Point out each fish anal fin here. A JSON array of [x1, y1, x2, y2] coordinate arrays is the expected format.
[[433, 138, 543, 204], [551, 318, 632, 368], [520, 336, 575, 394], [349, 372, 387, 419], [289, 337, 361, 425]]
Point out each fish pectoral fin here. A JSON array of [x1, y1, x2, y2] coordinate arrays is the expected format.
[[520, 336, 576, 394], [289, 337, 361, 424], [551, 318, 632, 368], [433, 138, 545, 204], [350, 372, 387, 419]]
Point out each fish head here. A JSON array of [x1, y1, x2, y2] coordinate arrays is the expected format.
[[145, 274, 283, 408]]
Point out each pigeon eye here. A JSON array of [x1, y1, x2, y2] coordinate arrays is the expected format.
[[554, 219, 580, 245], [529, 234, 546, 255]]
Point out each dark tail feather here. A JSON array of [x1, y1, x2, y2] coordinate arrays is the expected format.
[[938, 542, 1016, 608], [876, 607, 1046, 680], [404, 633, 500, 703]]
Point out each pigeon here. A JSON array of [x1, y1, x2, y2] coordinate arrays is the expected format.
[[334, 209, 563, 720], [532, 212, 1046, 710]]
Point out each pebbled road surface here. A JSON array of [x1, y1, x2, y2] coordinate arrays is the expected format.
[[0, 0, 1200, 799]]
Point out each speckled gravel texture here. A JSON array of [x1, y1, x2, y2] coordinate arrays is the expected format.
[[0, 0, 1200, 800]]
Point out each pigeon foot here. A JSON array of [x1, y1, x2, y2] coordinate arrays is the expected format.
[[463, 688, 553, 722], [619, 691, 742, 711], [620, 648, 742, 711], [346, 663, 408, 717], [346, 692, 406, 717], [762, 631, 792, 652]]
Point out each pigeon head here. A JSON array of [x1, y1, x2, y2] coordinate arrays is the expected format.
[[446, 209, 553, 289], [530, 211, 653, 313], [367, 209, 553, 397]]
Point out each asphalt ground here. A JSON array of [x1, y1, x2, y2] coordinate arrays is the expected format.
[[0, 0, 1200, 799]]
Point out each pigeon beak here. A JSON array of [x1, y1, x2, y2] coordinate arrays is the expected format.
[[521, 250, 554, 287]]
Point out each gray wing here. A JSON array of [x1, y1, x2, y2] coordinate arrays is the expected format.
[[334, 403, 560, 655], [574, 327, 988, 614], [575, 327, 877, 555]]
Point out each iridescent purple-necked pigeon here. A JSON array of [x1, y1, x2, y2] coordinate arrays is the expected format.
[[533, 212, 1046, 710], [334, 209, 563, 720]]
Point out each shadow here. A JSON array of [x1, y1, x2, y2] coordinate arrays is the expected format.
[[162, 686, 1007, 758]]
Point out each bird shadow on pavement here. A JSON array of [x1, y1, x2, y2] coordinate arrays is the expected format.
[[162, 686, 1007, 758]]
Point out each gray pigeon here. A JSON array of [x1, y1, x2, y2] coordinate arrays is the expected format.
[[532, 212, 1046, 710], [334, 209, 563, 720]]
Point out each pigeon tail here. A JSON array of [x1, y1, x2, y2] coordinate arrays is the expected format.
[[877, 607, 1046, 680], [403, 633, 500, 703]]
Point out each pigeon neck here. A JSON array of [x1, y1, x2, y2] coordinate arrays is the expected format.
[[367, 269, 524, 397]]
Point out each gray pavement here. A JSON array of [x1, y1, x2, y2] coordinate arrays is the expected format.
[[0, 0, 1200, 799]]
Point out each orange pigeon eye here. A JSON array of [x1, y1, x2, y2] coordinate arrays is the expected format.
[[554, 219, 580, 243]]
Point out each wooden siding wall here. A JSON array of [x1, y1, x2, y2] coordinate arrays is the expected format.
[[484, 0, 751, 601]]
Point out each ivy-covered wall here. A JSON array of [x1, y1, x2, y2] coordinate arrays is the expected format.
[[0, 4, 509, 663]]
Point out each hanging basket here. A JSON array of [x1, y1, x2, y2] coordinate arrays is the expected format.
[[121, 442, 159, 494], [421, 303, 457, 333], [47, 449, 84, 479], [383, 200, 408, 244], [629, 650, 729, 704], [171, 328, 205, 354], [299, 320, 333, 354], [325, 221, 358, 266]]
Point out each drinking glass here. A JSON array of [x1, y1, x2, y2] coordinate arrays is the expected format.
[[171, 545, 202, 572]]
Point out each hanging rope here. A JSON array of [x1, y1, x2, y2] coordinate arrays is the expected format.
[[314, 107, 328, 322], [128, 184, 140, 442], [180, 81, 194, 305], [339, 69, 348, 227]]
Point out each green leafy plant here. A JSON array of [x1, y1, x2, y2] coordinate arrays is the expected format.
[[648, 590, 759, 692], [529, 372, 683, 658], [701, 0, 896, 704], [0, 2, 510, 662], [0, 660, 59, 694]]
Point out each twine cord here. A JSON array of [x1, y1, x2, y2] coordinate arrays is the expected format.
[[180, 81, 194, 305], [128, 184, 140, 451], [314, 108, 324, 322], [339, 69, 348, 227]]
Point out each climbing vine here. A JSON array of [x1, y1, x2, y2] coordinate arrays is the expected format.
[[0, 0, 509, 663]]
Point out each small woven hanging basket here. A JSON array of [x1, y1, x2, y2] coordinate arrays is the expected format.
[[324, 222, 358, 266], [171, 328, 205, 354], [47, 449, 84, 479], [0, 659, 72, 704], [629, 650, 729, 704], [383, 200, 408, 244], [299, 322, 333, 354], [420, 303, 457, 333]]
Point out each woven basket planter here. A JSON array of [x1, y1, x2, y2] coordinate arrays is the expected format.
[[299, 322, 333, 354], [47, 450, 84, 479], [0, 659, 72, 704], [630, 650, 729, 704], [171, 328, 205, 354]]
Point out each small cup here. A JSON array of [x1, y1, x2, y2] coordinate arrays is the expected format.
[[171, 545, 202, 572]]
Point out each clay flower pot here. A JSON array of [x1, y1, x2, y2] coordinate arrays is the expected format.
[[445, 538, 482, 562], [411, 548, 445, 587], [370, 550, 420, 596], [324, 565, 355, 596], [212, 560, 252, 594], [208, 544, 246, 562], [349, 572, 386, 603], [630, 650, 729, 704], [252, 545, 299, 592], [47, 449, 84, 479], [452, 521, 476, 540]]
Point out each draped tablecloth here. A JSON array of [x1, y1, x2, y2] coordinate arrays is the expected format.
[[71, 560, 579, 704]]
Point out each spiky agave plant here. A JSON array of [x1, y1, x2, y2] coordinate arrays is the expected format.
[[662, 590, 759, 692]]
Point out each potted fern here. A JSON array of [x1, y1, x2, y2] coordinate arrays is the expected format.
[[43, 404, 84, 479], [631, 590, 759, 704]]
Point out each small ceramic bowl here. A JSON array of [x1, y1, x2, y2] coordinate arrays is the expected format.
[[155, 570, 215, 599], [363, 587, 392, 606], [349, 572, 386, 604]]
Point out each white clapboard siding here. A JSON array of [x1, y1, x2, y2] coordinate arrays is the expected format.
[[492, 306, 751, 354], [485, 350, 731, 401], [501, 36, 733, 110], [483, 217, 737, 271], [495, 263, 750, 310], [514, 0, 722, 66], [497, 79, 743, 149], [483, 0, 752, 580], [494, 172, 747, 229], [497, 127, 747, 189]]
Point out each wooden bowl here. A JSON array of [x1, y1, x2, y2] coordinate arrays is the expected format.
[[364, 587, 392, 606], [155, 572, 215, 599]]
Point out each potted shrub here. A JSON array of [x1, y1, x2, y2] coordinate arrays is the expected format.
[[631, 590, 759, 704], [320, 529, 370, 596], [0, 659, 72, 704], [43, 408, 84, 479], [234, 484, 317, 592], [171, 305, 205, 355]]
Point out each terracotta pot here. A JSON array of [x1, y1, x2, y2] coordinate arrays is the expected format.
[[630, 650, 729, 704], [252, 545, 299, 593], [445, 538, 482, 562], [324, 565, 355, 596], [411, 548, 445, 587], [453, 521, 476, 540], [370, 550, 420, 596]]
:::
> [Exercise]: Quote the listing verbatim from its first line through the line containing "[[554, 219, 580, 245], [529, 234, 546, 255]]", including that line.

> [Response for this exercise]:
Point out each fish anal fin here. A JSON array of [x1, y1, x2, y2] coordinate arrays is the expected format.
[[433, 138, 543, 204], [551, 318, 632, 368], [520, 336, 575, 394], [349, 372, 387, 419], [289, 337, 361, 425]]
Point out each fish pectoral fin here. A JSON array of [x1, y1, x2, y2] coordinate arrays is the expected format.
[[520, 336, 576, 394], [289, 337, 361, 424], [551, 318, 632, 368], [433, 138, 545, 204], [350, 372, 387, 419]]
Point out each fish head here. A JSON array of [x1, y1, x2, y2] coordinate arrays is the expected format.
[[145, 274, 283, 408]]
Point out each pigeon eye here. A JSON array of [x1, y1, x2, y2] coordinate arrays is the expected format.
[[554, 219, 580, 245], [529, 234, 546, 255]]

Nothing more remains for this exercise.